■ **Provided records**

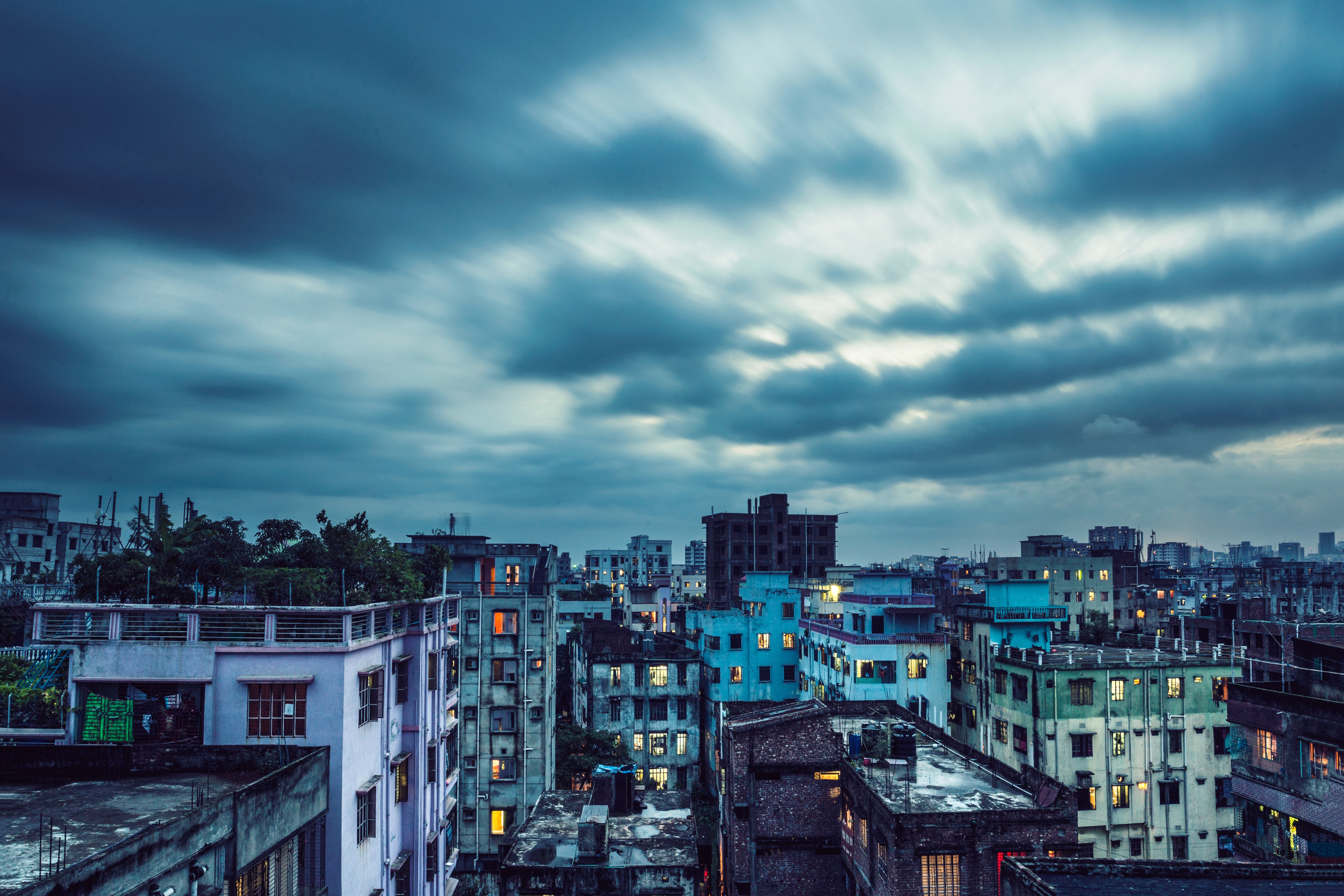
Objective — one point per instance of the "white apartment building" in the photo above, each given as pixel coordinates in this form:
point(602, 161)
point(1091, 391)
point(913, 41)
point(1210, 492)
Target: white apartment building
point(376, 683)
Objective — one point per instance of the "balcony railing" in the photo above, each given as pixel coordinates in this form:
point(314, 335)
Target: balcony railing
point(922, 601)
point(218, 624)
point(824, 628)
point(986, 613)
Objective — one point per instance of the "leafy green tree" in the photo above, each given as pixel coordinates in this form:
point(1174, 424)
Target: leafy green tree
point(580, 750)
point(1097, 629)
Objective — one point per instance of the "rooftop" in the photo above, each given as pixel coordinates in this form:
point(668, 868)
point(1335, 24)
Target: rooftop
point(662, 836)
point(939, 782)
point(1089, 876)
point(1077, 656)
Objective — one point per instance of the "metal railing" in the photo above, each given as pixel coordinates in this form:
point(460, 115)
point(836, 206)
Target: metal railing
point(233, 626)
point(154, 626)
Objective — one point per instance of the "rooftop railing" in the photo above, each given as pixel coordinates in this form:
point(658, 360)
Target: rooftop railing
point(216, 624)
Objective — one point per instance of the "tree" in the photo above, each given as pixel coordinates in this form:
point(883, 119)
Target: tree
point(580, 750)
point(1097, 629)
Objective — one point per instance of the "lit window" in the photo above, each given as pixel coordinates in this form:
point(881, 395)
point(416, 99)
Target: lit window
point(940, 875)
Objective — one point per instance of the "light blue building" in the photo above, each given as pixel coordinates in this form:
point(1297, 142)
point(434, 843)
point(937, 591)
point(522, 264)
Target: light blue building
point(750, 655)
point(886, 644)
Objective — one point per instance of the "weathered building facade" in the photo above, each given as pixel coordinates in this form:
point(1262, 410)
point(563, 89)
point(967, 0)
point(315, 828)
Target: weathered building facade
point(646, 688)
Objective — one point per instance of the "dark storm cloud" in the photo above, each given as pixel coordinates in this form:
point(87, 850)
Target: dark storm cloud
point(350, 146)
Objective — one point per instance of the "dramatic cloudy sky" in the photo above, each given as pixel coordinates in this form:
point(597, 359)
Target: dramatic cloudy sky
point(583, 271)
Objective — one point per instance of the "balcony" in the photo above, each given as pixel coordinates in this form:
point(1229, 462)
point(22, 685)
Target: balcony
point(986, 613)
point(70, 622)
point(826, 629)
point(912, 601)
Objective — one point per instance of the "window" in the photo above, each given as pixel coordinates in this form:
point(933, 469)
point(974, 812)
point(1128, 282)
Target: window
point(366, 809)
point(401, 780)
point(401, 682)
point(370, 696)
point(277, 711)
point(1169, 793)
point(1267, 745)
point(1080, 692)
point(940, 875)
point(506, 622)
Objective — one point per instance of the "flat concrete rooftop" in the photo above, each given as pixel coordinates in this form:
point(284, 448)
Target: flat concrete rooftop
point(662, 836)
point(93, 815)
point(939, 782)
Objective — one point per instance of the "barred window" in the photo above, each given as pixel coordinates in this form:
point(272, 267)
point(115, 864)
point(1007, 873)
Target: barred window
point(370, 696)
point(940, 875)
point(277, 711)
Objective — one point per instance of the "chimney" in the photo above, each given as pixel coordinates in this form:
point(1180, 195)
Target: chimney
point(593, 832)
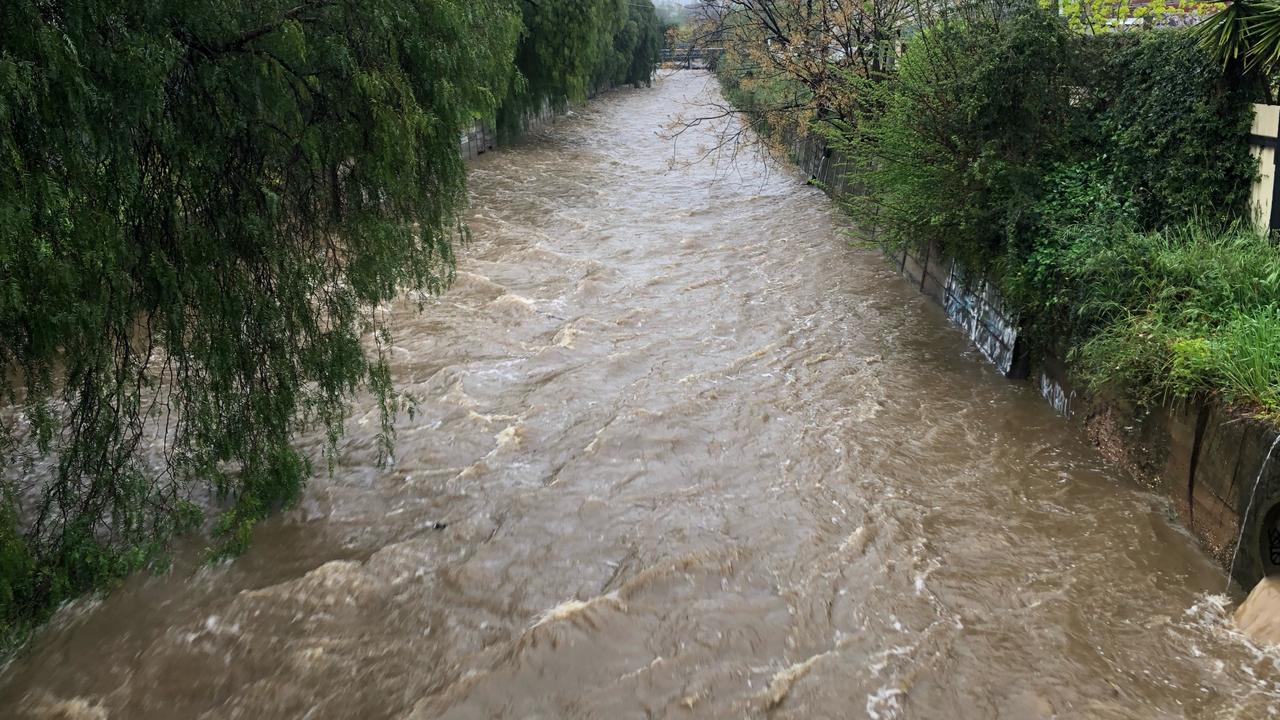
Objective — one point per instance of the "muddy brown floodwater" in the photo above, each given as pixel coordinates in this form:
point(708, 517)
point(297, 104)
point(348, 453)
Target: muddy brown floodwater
point(696, 455)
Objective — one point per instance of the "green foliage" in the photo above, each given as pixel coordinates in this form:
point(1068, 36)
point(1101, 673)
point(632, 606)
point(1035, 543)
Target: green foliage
point(956, 144)
point(571, 48)
point(1171, 126)
point(1080, 174)
point(1170, 314)
point(1244, 33)
point(200, 206)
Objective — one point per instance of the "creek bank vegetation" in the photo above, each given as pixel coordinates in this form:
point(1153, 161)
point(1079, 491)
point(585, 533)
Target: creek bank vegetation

■ **What the task requires**
Rewrite every line of the rows above as a JSON list of strings, with one string per line and blank lines omitted. Leave the pictures out of the list.

■ **Finished exercise**
[
  "Objective — one point per instance of the \"white apartment building\" in the photo above, each given as pixel coordinates in this form:",
  "point(602, 161)",
  "point(1091, 391)",
  "point(913, 41)",
  "point(1210, 492)",
  "Target: white apartment building",
  "point(376, 683)",
  "Objective — one point per instance of the \"balcony railing\" in the photo above, each given as pixel coordinates in this form:",
  "point(314, 335)",
  "Target: balcony railing",
  "point(922, 601)",
  "point(218, 624)",
  "point(824, 628)",
  "point(986, 613)",
  "Objective — one point per instance of the \"leafy green tree\" in the photo above, each given as pixel coordinates in this form:",
  "point(1174, 424)",
  "Target: leafy green tree",
  "point(580, 750)",
  "point(1097, 629)",
  "Objective — one point per instance of the \"rooftop\" in the photo above, each given as pixel coordinates in this form:",
  "point(668, 868)",
  "point(1335, 24)",
  "Target: rooftop",
  "point(662, 836)",
  "point(939, 782)",
  "point(1089, 876)",
  "point(1077, 656)",
  "Objective — one point per instance of the \"metal railing\" in the photo above, each given as pixel coordinates in this form:",
  "point(460, 115)",
  "point(836, 206)",
  "Target: metal railing",
  "point(233, 626)",
  "point(154, 626)",
  "Objective — one point per instance of the \"rooftop railing\" in the photo above, each given as pixel coordinates in this form:",
  "point(658, 360)",
  "Target: rooftop railing",
  "point(216, 624)",
  "Objective — one point per instance of the \"tree\" in the photo above, each given as pixel coordinates in this form:",
  "point(883, 119)",
  "Target: tree",
  "point(580, 750)",
  "point(1097, 629)",
  "Objective — one point per instance of the \"lit window\" in the photo above, each given as pixel coordinates in this form:",
  "point(881, 395)",
  "point(416, 99)",
  "Target: lit window",
  "point(940, 875)",
  "Objective — one point per instance of the \"light blue building\" in the photo above, each given as pixel coordinates in this form:",
  "point(1297, 142)",
  "point(434, 843)",
  "point(937, 591)",
  "point(522, 264)",
  "Target: light blue building",
  "point(750, 655)",
  "point(886, 644)",
  "Objective — one point per instance of the \"weathered building facade\" in the photo above, each given as pixel coordinates in this form:",
  "point(1262, 410)",
  "point(563, 89)",
  "point(967, 0)",
  "point(315, 828)",
  "Target: weathered building facade",
  "point(646, 688)",
  "Objective — one point per instance of the \"dark storm cloud\" in the photo above, each given as pixel coordinates in this form:",
  "point(87, 850)",
  "Target: dark storm cloud",
  "point(350, 146)",
  "Objective — one point per instance of the \"dramatic cloudy sky\" in the photo above, each given as pixel coordinates in this form:",
  "point(597, 359)",
  "Target: dramatic cloudy sky",
  "point(583, 271)",
  "Objective — one point per instance of the \"balcony\" in the photo above, each given as pixel coordinates in this form:",
  "point(1229, 462)",
  "point(22, 685)",
  "Target: balcony",
  "point(986, 613)",
  "point(70, 622)",
  "point(826, 629)",
  "point(912, 601)",
  "Objective — one point per instance of the \"window\" in the photo above, each given as pixel coordinates in this form:",
  "point(933, 469)",
  "point(974, 812)",
  "point(1128, 282)",
  "Target: window",
  "point(366, 809)",
  "point(401, 780)",
  "point(401, 682)",
  "point(370, 696)",
  "point(277, 711)",
  "point(1169, 793)",
  "point(1267, 745)",
  "point(1080, 692)",
  "point(940, 875)",
  "point(506, 622)",
  "Objective — one point per instance of the \"flat concrete rooftop\" in the photo above, each given as pixel coordinates in this form:",
  "point(284, 448)",
  "Target: flat concrete rooftop",
  "point(662, 836)",
  "point(93, 815)",
  "point(939, 782)",
  "Objective — one point per instance of the \"barred window\" in the photo above, each given as pixel coordinates in this form:",
  "point(272, 267)",
  "point(115, 864)",
  "point(1007, 873)",
  "Target: barred window",
  "point(370, 696)",
  "point(940, 875)",
  "point(277, 711)",
  "Objective — one point per instance of the \"chimney\" in the photo above, each given as pixel coordinates in this form:",
  "point(1180, 195)",
  "Target: chimney",
  "point(593, 832)",
  "Objective — one point per instance of the \"muddy brown floodwater\" in the photo above, each given as pixel coordinates in this form:",
  "point(708, 517)",
  "point(297, 104)",
  "point(348, 453)",
  "Target: muddy brown floodwater",
  "point(696, 455)",
  "Objective — one point per instance of the \"green foliage\" in the photo above, each given as pixel coordinates in this form:",
  "point(1068, 36)",
  "point(1101, 673)",
  "point(632, 606)",
  "point(1035, 543)",
  "Target: green foliage",
  "point(956, 144)",
  "point(571, 48)",
  "point(1171, 126)",
  "point(1080, 174)",
  "point(1170, 314)",
  "point(1244, 33)",
  "point(200, 206)",
  "Objective — one point per instance of the \"creek bank vegetation\" in the photo above, each given as pixel coordinates in this form:",
  "point(1153, 161)",
  "point(1079, 491)",
  "point(585, 533)",
  "Target: creek bank vegetation"
]